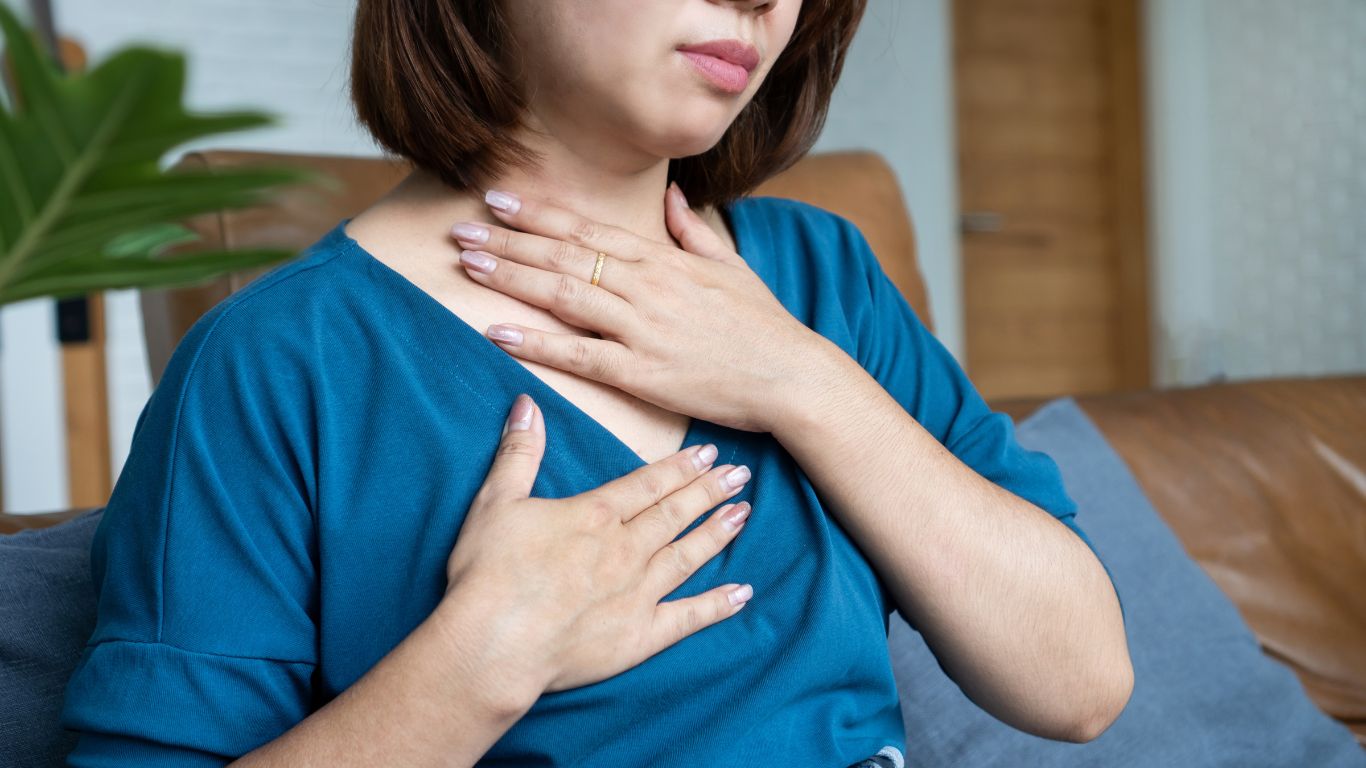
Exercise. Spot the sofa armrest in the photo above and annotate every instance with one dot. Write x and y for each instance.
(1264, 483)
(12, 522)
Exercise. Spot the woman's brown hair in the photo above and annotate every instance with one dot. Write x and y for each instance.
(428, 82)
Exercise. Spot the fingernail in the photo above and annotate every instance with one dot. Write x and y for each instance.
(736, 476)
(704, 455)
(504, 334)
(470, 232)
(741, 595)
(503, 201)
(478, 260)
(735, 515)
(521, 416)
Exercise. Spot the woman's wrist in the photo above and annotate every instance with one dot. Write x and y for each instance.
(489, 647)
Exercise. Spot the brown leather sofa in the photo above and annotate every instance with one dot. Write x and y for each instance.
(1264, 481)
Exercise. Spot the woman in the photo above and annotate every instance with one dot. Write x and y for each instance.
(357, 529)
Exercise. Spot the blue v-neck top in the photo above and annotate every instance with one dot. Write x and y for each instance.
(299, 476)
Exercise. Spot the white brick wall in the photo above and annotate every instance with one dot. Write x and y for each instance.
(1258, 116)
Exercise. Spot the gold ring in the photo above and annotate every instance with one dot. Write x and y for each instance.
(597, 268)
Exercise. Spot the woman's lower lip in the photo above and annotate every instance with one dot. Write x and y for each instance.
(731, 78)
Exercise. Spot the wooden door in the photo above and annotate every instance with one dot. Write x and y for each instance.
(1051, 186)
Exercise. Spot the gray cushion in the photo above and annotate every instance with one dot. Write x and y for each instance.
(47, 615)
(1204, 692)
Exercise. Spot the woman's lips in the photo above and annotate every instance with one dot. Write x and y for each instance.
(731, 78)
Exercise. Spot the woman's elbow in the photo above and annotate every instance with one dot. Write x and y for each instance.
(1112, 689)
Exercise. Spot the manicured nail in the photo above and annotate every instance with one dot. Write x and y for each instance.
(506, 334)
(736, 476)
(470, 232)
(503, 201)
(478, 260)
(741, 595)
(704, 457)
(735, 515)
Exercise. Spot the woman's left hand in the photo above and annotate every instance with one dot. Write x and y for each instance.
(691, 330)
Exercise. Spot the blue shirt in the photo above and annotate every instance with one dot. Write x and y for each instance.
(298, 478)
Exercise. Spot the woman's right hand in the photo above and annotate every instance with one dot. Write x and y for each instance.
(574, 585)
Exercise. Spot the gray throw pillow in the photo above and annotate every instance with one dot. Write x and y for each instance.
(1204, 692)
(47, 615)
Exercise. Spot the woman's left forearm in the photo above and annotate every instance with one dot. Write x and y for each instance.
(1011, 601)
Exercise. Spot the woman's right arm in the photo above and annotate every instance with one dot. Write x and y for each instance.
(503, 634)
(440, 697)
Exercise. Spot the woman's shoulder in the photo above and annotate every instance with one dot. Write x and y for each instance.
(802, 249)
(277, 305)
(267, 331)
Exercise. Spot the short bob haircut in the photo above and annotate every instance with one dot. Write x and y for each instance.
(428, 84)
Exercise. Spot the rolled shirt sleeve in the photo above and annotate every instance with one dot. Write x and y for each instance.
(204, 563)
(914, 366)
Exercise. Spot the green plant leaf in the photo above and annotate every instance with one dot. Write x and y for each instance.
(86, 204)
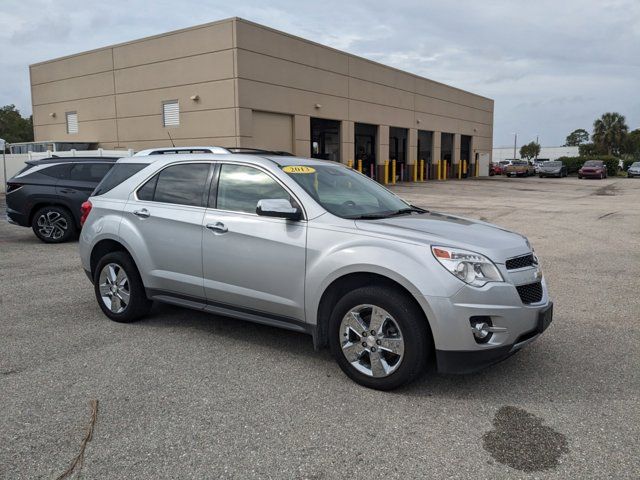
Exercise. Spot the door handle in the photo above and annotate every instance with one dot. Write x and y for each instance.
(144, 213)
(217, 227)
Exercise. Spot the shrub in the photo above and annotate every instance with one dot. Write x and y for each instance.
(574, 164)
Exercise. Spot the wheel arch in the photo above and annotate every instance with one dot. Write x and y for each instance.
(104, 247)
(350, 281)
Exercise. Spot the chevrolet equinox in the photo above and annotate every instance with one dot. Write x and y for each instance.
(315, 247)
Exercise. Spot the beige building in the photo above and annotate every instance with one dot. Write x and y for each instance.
# # # # # # #
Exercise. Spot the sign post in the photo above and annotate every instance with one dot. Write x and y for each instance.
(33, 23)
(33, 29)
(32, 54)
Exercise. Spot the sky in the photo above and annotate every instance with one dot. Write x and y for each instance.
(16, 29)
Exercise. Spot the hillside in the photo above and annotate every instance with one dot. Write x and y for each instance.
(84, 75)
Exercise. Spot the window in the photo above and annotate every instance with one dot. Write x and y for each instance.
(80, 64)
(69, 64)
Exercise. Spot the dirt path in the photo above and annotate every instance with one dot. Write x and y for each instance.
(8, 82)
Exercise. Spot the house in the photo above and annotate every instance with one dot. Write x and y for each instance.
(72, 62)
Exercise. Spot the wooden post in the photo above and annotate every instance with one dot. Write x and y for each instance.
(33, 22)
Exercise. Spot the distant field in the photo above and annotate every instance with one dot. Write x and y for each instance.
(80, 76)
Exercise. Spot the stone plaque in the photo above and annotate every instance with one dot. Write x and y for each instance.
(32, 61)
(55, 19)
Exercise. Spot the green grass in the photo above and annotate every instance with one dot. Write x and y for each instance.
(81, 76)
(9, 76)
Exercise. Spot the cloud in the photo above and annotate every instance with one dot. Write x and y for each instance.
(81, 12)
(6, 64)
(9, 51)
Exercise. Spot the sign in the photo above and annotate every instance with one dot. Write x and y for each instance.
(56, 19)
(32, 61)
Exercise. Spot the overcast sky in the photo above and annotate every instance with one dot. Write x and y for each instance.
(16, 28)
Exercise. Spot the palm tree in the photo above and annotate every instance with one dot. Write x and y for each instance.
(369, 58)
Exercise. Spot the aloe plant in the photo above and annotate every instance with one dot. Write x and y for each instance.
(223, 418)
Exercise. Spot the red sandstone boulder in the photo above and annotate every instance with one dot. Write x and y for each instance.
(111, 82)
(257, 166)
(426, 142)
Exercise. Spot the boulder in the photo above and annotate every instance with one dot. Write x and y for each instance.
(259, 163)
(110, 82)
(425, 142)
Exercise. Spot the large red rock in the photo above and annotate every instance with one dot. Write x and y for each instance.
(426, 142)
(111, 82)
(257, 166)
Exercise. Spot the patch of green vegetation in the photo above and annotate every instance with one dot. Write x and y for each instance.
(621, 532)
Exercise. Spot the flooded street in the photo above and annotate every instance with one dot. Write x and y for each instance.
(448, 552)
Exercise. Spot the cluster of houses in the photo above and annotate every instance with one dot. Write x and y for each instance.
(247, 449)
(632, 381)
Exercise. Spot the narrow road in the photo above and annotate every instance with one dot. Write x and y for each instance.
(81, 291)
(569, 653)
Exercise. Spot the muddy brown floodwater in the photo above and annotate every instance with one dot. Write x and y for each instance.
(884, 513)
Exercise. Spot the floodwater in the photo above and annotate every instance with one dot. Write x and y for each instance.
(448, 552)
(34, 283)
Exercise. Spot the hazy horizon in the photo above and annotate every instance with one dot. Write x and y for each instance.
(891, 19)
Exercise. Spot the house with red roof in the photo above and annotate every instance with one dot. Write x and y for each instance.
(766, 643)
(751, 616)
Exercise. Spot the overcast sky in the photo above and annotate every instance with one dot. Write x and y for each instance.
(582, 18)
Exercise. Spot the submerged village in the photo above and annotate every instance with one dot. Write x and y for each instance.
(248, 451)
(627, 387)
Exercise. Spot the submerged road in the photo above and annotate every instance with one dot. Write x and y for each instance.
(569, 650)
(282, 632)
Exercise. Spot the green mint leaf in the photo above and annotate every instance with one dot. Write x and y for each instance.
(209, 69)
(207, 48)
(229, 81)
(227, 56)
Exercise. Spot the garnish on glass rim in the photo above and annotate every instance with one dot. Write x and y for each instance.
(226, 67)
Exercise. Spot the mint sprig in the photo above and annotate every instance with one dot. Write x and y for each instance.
# # # # # # #
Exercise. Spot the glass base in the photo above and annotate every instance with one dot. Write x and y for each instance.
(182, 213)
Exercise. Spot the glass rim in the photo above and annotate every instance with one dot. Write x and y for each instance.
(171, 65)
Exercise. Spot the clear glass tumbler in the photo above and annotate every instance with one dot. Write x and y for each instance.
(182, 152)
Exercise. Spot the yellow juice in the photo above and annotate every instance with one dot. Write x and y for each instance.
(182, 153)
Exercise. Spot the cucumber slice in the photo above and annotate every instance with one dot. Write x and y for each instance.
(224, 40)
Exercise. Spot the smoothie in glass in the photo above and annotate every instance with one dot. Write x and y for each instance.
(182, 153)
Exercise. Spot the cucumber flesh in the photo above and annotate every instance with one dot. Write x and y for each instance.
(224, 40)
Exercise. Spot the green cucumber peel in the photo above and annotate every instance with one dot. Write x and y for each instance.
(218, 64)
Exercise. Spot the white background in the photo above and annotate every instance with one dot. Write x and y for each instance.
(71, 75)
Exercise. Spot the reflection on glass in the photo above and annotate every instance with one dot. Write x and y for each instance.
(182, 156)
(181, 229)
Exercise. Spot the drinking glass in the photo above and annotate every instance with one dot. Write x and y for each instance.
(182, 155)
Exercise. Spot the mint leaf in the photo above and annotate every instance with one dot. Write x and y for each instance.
# # # # # # #
» **INSTRUCTIONS TO FOLLOW**: How many lines in the data above contain the string "cucumber"? Give only the number.

» **ANSWER TO THE PROBLEM**: 3